Start of Dataset content
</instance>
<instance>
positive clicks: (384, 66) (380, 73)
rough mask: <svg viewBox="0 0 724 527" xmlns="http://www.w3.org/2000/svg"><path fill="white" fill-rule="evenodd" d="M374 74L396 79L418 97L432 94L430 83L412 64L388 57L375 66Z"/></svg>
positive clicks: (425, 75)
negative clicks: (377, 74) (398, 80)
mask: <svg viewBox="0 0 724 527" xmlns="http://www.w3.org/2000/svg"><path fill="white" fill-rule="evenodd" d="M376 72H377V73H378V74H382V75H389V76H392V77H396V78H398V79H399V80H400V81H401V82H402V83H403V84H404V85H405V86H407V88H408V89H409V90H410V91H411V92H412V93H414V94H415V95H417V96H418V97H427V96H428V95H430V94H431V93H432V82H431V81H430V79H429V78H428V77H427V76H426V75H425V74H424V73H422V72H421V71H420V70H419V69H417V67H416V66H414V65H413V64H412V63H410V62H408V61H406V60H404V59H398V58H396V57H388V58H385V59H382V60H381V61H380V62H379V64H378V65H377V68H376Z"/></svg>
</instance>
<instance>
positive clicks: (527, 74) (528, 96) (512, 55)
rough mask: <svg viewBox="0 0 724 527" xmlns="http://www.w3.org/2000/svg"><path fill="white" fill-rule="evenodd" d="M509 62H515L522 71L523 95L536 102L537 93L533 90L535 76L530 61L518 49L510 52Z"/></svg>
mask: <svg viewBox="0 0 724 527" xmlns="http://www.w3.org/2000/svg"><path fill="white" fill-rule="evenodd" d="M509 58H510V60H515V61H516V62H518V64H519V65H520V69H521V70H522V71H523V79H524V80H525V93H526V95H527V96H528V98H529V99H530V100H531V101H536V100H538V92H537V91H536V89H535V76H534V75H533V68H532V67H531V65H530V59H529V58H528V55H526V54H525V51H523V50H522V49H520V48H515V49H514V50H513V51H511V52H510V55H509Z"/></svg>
End of Dataset content
Exercise description: Reproduce, with no other lines, the run of lines that begins with the one containing "74L396 79L418 97L432" and ends with the last line of the material.

Problem solution:
rough mask: <svg viewBox="0 0 724 527" xmlns="http://www.w3.org/2000/svg"><path fill="white" fill-rule="evenodd" d="M374 74L396 79L418 97L432 94L430 83L412 64L388 57L375 66Z"/></svg>
positive clicks: (425, 75)
negative clicks: (377, 74) (398, 80)
mask: <svg viewBox="0 0 724 527" xmlns="http://www.w3.org/2000/svg"><path fill="white" fill-rule="evenodd" d="M376 72H377V73H378V74H382V75H389V76H392V77H396V78H398V79H399V80H400V81H401V82H402V83H403V84H404V85H405V86H407V88H408V89H409V90H410V91H411V92H412V93H414V94H415V95H417V96H418V97H427V96H428V95H430V94H431V93H432V82H431V81H430V79H429V78H428V77H427V76H426V75H425V74H424V73H422V72H421V71H420V70H419V69H417V67H416V66H414V65H413V64H412V63H410V62H408V61H406V60H404V59H398V58H396V57H388V58H385V59H382V60H381V61H380V62H379V64H378V65H377V68H376Z"/></svg>
</instance>
<instance>
positive clicks: (527, 74) (528, 96) (512, 55)
rough mask: <svg viewBox="0 0 724 527" xmlns="http://www.w3.org/2000/svg"><path fill="white" fill-rule="evenodd" d="M509 62H515L522 71L523 95L536 102L537 93L533 90L535 76L530 61L518 49L510 52Z"/></svg>
mask: <svg viewBox="0 0 724 527" xmlns="http://www.w3.org/2000/svg"><path fill="white" fill-rule="evenodd" d="M509 58H510V60H515V61H516V62H518V64H519V65H520V69H521V70H522V71H523V79H524V80H525V93H526V95H527V96H528V98H529V99H530V100H531V101H536V100H538V92H537V91H536V89H535V76H534V75H533V68H532V67H531V65H530V59H529V58H528V55H526V54H525V51H523V50H522V49H520V48H515V49H514V50H513V51H511V52H510V55H509Z"/></svg>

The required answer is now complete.